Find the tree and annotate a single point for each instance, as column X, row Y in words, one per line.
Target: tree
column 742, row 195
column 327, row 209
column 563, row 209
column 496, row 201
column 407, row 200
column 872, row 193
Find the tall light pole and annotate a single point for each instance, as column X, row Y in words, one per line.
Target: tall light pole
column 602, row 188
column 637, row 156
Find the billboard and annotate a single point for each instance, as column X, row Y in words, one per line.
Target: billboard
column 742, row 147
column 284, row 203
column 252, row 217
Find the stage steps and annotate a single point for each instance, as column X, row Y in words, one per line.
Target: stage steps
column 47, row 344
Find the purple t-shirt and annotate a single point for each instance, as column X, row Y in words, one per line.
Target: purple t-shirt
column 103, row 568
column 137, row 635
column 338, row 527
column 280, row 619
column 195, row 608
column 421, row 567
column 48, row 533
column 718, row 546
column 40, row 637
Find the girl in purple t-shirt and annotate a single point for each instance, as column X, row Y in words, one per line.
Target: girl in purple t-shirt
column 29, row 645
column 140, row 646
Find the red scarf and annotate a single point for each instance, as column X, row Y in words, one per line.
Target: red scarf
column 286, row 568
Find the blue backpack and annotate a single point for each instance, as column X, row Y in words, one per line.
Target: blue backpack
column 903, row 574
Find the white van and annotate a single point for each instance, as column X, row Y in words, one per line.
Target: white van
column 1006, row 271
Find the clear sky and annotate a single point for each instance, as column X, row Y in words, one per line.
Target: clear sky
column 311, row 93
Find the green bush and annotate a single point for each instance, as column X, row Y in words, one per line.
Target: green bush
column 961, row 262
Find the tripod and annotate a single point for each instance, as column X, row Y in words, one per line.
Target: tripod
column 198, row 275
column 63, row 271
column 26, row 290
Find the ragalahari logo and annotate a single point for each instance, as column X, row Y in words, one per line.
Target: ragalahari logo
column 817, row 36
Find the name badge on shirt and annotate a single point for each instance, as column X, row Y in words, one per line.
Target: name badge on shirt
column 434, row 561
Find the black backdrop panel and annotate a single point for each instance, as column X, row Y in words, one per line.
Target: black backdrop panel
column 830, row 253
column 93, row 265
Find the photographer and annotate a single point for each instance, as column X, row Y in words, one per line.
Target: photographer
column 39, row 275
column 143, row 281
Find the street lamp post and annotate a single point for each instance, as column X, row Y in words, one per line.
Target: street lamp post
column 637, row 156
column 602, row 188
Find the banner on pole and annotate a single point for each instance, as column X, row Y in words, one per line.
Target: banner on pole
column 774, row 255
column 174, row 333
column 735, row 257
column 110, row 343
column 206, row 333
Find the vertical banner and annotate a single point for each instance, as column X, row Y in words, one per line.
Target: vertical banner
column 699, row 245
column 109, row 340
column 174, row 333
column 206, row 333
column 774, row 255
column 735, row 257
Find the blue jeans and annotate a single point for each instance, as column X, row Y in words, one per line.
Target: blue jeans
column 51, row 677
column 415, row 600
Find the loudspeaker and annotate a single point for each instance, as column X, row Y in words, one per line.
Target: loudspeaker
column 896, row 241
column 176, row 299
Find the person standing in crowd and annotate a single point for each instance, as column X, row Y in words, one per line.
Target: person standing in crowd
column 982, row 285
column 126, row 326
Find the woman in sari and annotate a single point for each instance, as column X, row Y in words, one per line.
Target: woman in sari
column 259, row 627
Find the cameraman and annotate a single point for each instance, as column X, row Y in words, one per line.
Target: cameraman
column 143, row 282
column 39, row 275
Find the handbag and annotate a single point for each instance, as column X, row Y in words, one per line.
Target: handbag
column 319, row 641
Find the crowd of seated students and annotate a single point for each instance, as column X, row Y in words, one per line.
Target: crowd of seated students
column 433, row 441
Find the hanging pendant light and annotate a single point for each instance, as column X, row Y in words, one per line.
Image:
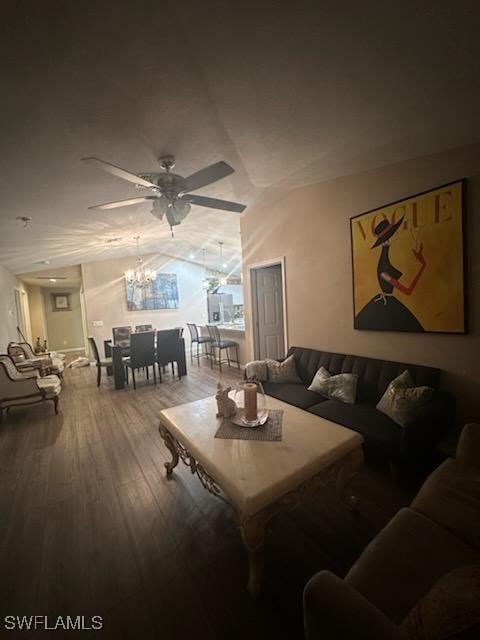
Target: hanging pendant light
column 140, row 276
column 222, row 279
column 206, row 280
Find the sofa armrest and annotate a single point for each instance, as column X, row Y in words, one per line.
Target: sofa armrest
column 421, row 435
column 468, row 448
column 335, row 611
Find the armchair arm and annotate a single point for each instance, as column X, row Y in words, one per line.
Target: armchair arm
column 335, row 611
column 420, row 436
column 468, row 448
column 24, row 386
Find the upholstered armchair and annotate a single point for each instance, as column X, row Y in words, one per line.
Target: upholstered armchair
column 18, row 388
column 45, row 364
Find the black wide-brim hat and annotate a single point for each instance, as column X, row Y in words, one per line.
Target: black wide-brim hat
column 385, row 230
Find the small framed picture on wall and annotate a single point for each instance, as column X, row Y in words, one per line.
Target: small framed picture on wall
column 61, row 301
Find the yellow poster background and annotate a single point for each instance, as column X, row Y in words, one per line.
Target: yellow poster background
column 433, row 219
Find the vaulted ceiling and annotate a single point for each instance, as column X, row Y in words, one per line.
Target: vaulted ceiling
column 287, row 93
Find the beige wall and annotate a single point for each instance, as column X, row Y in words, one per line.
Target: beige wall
column 64, row 328
column 8, row 323
column 310, row 227
column 105, row 296
column 37, row 312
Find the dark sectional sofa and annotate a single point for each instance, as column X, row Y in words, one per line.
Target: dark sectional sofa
column 408, row 449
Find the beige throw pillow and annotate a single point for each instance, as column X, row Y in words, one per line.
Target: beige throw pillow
column 283, row 371
column 256, row 370
column 402, row 400
column 341, row 387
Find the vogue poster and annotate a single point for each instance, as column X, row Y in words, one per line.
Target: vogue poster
column 408, row 264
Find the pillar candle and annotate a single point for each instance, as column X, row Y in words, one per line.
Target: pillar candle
column 250, row 392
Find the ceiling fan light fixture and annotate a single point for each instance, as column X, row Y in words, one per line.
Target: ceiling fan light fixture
column 141, row 276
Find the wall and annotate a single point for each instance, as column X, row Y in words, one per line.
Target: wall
column 310, row 227
column 105, row 299
column 8, row 323
column 64, row 328
column 37, row 312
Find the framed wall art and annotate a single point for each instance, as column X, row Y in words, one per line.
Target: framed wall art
column 61, row 302
column 161, row 293
column 408, row 263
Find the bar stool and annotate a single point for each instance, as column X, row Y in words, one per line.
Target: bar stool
column 218, row 343
column 195, row 337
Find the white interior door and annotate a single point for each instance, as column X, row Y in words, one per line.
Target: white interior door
column 267, row 312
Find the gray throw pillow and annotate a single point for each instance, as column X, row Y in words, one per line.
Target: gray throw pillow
column 402, row 401
column 341, row 387
column 283, row 371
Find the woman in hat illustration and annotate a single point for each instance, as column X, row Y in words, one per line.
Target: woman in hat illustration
column 385, row 312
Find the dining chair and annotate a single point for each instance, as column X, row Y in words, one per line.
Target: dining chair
column 143, row 327
column 101, row 362
column 217, row 342
column 121, row 336
column 142, row 354
column 199, row 340
column 168, row 344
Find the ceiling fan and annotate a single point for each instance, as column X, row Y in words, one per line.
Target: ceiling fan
column 171, row 192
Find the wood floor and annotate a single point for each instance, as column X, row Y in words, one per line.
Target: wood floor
column 90, row 526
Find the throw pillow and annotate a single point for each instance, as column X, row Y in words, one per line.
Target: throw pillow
column 256, row 370
column 283, row 371
column 402, row 400
column 451, row 609
column 341, row 387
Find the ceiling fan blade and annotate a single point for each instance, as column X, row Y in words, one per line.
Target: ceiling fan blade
column 208, row 175
column 118, row 172
column 123, row 203
column 214, row 203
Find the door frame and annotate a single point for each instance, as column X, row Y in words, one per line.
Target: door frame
column 260, row 265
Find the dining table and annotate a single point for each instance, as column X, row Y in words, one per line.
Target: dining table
column 117, row 353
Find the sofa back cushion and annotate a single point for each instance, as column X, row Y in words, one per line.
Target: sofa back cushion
column 309, row 361
column 374, row 375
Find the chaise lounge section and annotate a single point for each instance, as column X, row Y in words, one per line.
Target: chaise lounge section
column 407, row 449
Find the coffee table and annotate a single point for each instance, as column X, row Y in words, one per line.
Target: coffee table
column 260, row 478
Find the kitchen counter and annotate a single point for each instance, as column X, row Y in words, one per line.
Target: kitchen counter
column 231, row 327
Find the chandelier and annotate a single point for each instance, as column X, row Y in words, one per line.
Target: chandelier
column 140, row 276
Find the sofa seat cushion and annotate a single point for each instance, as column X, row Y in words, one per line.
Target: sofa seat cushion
column 404, row 560
column 294, row 394
column 451, row 497
column 382, row 435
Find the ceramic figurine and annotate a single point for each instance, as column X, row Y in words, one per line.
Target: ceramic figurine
column 226, row 407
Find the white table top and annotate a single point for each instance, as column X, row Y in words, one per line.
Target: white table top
column 252, row 473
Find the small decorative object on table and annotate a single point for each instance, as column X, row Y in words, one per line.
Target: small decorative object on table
column 225, row 405
column 250, row 400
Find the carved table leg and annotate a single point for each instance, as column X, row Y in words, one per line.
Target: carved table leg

# [SHORT TASK]
Please reproduce the stretch of the listing from the line that contains "Find the woman in sari" through the line that contains "column 433, row 219", replacing "handbag" with "purse" and keeping everything else unchanged. Leave the pictures out of your answer.

# [SOLUTION TO THIS TASK]
Find the woman in sari and annotate a single point for each instance, as column X, row Y in words, one per line.
Target: woman in sari
column 259, row 627
Find the cameraman and annotate a single point for each instance, as column X, row Y in words, one per line.
Target: cameraman
column 143, row 282
column 39, row 275
Find the purse and annotate a single point for each instance, as column X, row Y in words, one per line.
Target: purse
column 319, row 641
Find the crowd of seated students and annotate a single point for each instance, as column X, row Y in words, one per line.
Target: crowd of seated students
column 433, row 441
Find the hanging pendant light and annotate a single point for each instance, as column X, row Y in words, one per line.
Image:
Target: hanging pendant light
column 140, row 276
column 222, row 279
column 206, row 280
Find the sofa armrest and annotate a single point for each instance, as column X, row Y in words, one per line.
Target: sofa armrest
column 421, row 435
column 468, row 448
column 335, row 611
Find the armchair arm and annotate a single point for each instance, as column X, row Y in words, one per line.
Target: armchair arm
column 335, row 611
column 420, row 436
column 468, row 448
column 24, row 386
Find the upholstered armchair and annotate a single point for each instance, as column X, row Y in words, one per line.
Target: upholstered armchair
column 18, row 388
column 45, row 364
Find the black wide-brim hat and annotate a single point for each instance, as column X, row Y in words, one per line.
Target: black wide-brim hat
column 385, row 230
Find the small framed picture on wall and annotate a single point for each instance, as column X, row Y in words, one per line.
Target: small framed picture on wall
column 61, row 301
Find the yellow poster background and annotate a single point for each instance, as column X, row Y in words, one per line.
Target: yellow poster background
column 433, row 219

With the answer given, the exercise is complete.